_Исходный документ_
Несмотря на легитимность многообразия мнений по данному вопросу и самих форм образовательных структур, в действительности стало достаточно проблематичным сохранять даже уже традиционно сложившиеся формы и методы обучения при реализации  образовательного процесса. Признание государствами и общественным мнением права на множество точек зрения по данному вопросу лишь иллюстрирует отсутствие по нему необходимой ясности.

Создание системы образования, которая объективно отражала бы логику развития мира, сегодня вопрос не только теории, но и общественной практики. Однако без революционного переворота в общественных отношениях, которые сложились в мире, этот процесс будет крайне затруднительным. С другой стороны, менять мир вслепую, полагаясь только на эмпирические факты, как это делалось и делается до сих пор, стало крайне опасным способом бытия. Слишком большое количество людей и стран на планете  втянуты в отчужденные отношения, вследствие чего стала велика инерция их движения по данному пути. И этот путь называется позитивизмом.

Нет ничего удивительного, что именно из-за выше перечисленных обстоятельств, наряду с другими,  мировое сообщество объективно вынуждено находиться в поисках  своего собственного основания, хотя оно никуда не исчезало.

В классических философских системах оно (другими словами — начало) всегда было важнейшим предметом исследования. Почему современная философия отреклась от своих классических корней, не понятно. Без них она перестанет быть живой мыслью. А мертвое не наследуется.

Но независимо от застоя в современной философии, человеческий мир объективно стоит на пороге завершения формирования себя как свободного целостного образования по отношению к своей действительной противоположности, каковой является «первозданная»  природа.  Тем более что она все чаще человечеству стала напоминать об этом.

Не смотря на то, что общие контуры собственного основания человеческого бытия всегда имели место быть в самой социальной действительности, и давно логически выверены  соответствующей научной теорией[1], существующие властные структуры, объективно имеющиеся проблемы и антагонистические противоречия в обществе с завидным упорством удерживают как условие собственной, по существу — античеловеческой жизнедеятельности.

_Собранные данные_
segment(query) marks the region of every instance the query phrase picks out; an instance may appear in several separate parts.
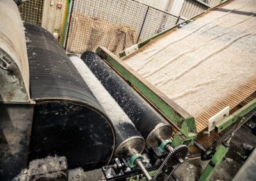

_Цель упражнения_
Перепишите из исходного документа всё от «Нет ничего удивительного, что» до «мертвое не наследуется.», заменив «мировое сообщество» на «человечество».

_Итоговый результат_
Нет ничего удивительного, что именно из-за выше перечисленных обстоятельств, наряду с другими,  человечество объективно вынуждено находиться в поисках  своего собственного основания, хотя оно никуда не исчезало.

В классических философских системах оно (другими словами — начало) всегда было важнейшим предметом исследования. Почему современная философия отреклась от своих классических корней, не понятно. Без них она перестанет быть живой мыслью. А мертвое не наследуется.